* **TASK REQUIREMENTS**
Locate each line in the listing that contains the string "puma" and copy those lines in full. Matching is case-sensitive.

* **INFORMATION GIVEN**

• • •

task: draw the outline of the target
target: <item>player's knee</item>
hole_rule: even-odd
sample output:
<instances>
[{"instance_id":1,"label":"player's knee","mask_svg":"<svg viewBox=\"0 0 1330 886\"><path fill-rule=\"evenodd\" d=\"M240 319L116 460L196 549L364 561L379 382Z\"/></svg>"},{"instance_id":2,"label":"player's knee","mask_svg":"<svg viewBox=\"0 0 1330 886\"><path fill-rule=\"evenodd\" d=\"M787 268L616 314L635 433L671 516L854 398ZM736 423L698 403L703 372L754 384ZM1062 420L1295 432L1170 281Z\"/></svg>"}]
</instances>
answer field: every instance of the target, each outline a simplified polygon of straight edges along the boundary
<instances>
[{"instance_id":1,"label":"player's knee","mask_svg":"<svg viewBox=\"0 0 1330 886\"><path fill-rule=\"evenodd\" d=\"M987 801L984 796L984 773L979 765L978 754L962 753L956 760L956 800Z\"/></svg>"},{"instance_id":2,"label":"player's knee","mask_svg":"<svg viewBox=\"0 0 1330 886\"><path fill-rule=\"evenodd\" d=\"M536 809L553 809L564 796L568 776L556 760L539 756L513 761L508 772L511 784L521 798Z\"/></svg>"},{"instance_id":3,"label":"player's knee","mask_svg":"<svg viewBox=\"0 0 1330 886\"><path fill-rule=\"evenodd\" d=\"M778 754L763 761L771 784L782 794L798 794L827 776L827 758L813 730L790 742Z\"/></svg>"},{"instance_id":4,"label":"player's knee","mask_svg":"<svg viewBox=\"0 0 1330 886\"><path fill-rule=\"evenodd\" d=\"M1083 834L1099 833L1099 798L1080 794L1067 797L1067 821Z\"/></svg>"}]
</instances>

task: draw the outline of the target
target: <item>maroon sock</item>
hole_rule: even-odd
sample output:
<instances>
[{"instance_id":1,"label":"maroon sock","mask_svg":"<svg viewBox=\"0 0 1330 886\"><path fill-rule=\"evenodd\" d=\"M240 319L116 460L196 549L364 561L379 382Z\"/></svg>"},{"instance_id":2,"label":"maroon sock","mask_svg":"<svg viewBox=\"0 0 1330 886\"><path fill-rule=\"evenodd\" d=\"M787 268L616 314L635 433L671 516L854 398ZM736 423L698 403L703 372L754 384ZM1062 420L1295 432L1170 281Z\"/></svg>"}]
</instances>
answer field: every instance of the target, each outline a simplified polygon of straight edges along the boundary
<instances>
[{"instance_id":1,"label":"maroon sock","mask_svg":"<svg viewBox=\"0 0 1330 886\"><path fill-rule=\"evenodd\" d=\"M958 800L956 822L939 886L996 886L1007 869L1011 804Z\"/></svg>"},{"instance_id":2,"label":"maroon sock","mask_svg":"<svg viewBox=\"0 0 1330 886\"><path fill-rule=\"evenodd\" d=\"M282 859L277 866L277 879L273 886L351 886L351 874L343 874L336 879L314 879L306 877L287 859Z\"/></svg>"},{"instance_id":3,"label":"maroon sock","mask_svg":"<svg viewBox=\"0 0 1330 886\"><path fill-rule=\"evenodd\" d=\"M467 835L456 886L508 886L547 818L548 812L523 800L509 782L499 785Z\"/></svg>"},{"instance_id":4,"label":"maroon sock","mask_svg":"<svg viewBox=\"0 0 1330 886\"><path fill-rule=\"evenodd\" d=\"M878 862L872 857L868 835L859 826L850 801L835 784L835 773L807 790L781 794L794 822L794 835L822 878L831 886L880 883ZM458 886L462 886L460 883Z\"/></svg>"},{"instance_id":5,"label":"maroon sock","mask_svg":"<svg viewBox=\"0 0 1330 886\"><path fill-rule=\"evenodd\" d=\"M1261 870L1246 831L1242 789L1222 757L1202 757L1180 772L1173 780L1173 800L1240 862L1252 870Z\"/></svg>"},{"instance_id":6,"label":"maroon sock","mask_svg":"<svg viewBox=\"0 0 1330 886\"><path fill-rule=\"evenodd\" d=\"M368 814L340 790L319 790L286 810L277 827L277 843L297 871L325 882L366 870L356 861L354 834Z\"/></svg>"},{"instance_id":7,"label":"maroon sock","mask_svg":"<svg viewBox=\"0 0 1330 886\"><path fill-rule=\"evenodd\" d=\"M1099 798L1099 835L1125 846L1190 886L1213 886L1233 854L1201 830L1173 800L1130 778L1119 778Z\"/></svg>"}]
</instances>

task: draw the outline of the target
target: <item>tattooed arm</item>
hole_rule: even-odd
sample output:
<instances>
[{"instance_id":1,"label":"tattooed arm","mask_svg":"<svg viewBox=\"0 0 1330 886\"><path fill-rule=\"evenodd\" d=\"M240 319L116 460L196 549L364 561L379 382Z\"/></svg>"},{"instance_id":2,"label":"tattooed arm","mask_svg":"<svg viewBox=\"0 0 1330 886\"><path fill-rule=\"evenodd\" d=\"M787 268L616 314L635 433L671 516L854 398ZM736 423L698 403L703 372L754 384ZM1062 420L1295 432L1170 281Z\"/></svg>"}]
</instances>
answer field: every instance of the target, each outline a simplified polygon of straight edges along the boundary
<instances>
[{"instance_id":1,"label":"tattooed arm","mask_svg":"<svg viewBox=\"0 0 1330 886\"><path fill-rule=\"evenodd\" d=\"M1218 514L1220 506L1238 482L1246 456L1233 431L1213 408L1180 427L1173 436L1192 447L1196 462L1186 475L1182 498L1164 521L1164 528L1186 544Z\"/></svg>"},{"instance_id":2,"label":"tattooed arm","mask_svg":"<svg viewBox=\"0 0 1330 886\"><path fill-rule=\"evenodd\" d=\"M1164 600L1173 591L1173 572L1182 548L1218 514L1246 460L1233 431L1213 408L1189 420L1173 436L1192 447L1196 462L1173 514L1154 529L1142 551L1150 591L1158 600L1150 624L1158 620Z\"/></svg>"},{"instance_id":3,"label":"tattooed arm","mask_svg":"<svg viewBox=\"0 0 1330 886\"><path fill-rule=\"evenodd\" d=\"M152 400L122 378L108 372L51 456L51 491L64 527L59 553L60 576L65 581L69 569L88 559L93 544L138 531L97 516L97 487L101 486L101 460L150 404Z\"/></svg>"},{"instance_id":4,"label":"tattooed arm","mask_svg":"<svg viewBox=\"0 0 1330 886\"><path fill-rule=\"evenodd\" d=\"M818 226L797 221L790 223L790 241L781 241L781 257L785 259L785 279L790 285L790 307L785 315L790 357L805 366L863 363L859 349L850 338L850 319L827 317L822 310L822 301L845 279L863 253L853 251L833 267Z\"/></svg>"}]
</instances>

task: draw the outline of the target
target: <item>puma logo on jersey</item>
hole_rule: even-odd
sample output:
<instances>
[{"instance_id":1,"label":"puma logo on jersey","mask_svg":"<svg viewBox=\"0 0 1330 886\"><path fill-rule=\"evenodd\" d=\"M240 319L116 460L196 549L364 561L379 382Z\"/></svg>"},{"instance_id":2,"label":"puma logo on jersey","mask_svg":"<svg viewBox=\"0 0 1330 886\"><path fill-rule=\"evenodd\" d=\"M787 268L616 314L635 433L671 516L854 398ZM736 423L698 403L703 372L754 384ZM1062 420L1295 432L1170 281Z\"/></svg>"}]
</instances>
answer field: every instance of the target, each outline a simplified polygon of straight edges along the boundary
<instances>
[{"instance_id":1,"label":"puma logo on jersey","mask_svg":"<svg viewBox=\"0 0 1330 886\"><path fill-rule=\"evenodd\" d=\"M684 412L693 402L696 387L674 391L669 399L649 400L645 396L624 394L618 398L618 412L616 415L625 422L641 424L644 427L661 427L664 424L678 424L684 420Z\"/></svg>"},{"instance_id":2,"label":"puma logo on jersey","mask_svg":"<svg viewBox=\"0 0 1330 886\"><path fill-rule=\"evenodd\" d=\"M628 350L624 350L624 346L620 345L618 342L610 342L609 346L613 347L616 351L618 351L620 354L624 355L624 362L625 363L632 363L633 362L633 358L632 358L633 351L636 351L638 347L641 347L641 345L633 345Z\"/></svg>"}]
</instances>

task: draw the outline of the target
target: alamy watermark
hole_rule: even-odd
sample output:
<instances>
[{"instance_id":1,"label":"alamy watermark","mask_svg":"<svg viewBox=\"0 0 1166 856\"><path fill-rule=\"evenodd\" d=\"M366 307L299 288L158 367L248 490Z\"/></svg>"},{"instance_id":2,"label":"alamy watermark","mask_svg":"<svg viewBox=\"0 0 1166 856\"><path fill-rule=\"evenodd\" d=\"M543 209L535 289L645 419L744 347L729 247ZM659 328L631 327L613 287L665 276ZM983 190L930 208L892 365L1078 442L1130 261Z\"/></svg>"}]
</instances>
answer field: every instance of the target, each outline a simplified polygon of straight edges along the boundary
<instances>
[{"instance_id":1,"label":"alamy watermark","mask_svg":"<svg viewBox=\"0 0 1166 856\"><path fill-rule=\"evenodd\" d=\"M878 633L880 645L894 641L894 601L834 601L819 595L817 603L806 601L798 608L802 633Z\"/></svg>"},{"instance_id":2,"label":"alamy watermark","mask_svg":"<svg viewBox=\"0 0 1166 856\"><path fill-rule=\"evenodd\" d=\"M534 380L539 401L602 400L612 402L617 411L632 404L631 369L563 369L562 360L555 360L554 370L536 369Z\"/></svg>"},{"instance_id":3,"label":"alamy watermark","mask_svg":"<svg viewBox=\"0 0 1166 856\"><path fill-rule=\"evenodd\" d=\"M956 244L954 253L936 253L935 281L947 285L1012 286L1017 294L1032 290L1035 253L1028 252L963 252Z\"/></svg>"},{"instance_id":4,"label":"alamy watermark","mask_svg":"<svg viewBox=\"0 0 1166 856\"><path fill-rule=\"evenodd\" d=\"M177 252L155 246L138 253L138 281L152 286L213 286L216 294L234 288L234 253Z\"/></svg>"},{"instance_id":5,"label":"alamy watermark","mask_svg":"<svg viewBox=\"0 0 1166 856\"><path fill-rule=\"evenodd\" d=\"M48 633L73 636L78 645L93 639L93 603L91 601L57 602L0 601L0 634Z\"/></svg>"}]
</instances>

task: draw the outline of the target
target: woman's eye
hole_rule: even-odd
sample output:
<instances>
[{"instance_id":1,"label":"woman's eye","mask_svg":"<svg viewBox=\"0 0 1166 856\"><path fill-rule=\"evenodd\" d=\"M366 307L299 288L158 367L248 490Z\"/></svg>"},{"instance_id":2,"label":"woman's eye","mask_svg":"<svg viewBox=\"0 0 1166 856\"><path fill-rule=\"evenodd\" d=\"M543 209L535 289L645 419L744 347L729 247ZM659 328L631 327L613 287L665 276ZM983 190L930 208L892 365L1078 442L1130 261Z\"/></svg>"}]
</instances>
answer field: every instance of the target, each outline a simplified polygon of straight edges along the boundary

• • •

* **TASK ANSWER**
target: <item>puma logo on jersey</item>
[{"instance_id":1,"label":"puma logo on jersey","mask_svg":"<svg viewBox=\"0 0 1330 886\"><path fill-rule=\"evenodd\" d=\"M240 319L116 460L196 549L364 561L379 382Z\"/></svg>"},{"instance_id":2,"label":"puma logo on jersey","mask_svg":"<svg viewBox=\"0 0 1330 886\"><path fill-rule=\"evenodd\" d=\"M787 268L616 314L635 433L671 516L854 398ZM736 423L698 403L703 372L754 384ZM1062 420L1295 432L1170 281Z\"/></svg>"}]
[{"instance_id":1,"label":"puma logo on jersey","mask_svg":"<svg viewBox=\"0 0 1330 886\"><path fill-rule=\"evenodd\" d=\"M684 412L693 402L696 387L674 391L669 399L649 400L645 396L624 394L618 398L618 412L616 415L625 422L641 424L644 427L661 427L664 424L678 424L684 420Z\"/></svg>"},{"instance_id":2,"label":"puma logo on jersey","mask_svg":"<svg viewBox=\"0 0 1330 886\"><path fill-rule=\"evenodd\" d=\"M628 350L624 350L624 346L620 345L618 342L610 342L609 346L613 347L616 351L618 351L620 354L624 355L624 362L625 363L632 363L633 362L633 358L632 358L633 351L636 351L638 347L641 347L641 345L633 345Z\"/></svg>"}]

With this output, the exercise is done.